# Just acquired this.  Don’t know much about it.  Southwest Smoker Tulsa Oklahoma.   I do know they are out of business.



## Randandy (Aug 1, 2022)




----------



## SmokinGame (Aug 2, 2022)

Not familiar with that smoker. Charcoal? Looks like they were concerned that someone might use it indoors.


----------



## Deezel13 (Aug 2, 2022)

Nothing wrong with that.. I'd give it a face-lift make it look new again.


----------



## Randandy (Aug 7, 2022)

SmokinGame said:


> Not familiar with that smoker. Charcoal? Looks like they were concerned that someone might use it indoors.


I did find a guy who makes smokers in Arkansas who new my smoker.  Called him Andy he told me all about it.  The company went out of business sometime ago.  Told me it’s a wood burner.  I’m excited to do some repairs and get to it!


----------



## Deezel13 (Aug 8, 2022)

take photos of your progress if you can.. would love to see the transformation.


----------



## tbern (Aug 8, 2022)

nice project piece, hope you can get it working again


----------



## Randandy (Aug 8, 2022)

tbern said:


> nice project piece, hope you can get it working again


Thanks!


----------



## Randandy (Aug 8, 2022)

Deezel13 said:


> take photos of your progress if you can.. would love to see the transformation.


I’ll give it a shot!


----------



## 1MoreFord (Aug 20, 2022)

From your pic that looks more like a charcoal grill than a wood fired smoker.


----------

- - -

## Set task 1
In the forum thread about the Southwest Smoker, update the passage starting at "I did find a" and ending at "and get to it!" so that "wood burner" reads "charcoal burner".
## Set task 2
Name every distinct username that posts in the forum thread about the Southwest Smoker.

- - -

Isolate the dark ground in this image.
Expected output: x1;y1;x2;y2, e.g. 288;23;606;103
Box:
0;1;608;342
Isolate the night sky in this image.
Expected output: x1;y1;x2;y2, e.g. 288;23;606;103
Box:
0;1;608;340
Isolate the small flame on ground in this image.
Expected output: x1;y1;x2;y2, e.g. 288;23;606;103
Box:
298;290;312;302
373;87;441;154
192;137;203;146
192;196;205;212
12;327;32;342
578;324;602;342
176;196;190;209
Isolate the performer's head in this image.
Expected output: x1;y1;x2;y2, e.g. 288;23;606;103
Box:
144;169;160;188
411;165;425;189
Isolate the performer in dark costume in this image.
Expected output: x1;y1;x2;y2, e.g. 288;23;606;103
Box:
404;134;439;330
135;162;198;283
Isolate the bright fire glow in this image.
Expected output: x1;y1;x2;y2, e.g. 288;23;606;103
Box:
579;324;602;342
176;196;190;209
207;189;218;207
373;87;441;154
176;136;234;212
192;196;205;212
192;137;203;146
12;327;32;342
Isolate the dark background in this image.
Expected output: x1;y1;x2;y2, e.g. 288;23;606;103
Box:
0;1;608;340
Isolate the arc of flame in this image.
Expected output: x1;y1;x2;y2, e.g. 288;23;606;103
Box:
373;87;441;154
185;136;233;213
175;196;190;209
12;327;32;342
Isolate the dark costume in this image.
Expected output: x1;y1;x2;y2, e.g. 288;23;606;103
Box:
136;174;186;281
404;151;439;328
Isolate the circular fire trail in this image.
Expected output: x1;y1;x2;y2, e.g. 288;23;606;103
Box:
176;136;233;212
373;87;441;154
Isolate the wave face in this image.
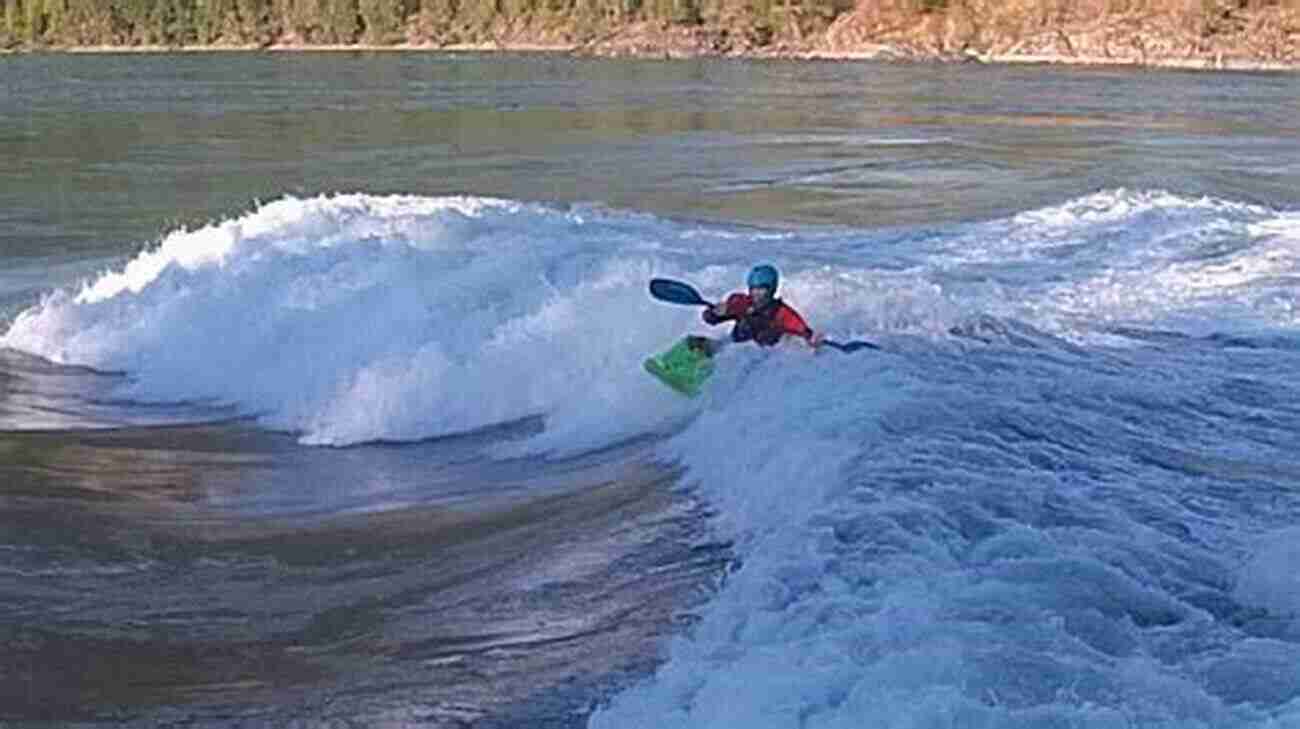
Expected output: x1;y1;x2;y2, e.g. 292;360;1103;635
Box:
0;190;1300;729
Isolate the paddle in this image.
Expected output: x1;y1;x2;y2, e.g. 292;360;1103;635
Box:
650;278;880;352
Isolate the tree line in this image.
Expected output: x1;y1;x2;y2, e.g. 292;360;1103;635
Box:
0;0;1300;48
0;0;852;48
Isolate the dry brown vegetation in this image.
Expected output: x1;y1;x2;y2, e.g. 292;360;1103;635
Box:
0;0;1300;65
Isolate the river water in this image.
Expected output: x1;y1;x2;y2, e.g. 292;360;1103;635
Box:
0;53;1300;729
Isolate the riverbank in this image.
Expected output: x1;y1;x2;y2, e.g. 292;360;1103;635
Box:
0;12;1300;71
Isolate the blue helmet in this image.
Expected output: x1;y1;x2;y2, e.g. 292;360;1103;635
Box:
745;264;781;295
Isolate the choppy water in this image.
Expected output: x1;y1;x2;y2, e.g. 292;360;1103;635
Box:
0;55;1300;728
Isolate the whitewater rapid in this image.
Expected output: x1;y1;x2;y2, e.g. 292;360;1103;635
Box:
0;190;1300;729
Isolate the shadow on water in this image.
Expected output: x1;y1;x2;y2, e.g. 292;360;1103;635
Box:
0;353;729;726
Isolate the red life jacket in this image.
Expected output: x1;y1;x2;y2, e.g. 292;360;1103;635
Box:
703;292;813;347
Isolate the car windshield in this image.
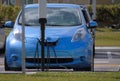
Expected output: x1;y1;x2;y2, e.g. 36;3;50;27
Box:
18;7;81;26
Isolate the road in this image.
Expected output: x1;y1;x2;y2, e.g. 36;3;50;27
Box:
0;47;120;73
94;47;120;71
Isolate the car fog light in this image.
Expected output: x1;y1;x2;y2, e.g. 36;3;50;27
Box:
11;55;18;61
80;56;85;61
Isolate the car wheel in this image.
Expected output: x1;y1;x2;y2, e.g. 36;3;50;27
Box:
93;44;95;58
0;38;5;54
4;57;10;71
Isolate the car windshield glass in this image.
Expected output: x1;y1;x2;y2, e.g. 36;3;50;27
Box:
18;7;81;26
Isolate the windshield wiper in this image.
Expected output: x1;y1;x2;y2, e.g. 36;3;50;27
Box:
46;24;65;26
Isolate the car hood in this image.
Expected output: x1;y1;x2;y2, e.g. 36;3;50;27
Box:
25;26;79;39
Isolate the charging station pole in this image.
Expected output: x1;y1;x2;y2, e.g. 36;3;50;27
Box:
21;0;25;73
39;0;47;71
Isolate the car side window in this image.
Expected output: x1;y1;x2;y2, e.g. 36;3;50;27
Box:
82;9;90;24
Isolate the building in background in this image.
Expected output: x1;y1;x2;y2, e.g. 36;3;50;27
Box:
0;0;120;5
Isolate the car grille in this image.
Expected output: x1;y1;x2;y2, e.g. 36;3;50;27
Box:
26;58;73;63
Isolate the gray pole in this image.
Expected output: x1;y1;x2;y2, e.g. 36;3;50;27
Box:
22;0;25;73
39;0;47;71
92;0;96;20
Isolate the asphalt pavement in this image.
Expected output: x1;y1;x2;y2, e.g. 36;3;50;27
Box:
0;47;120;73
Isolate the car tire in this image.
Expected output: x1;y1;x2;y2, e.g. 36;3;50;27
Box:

- - -

## Response 1
I did find a guy who makes smokers in Arkansas who new my smoker.  Called him Andy he told me all about it.  The company went out of business sometime ago.  Told me it’s a charcoal burner.  I’m excited to do some repairs and get to it!

## Response 2
Randandy, SmokinGame, Deezel13, tbern, 1MoreFord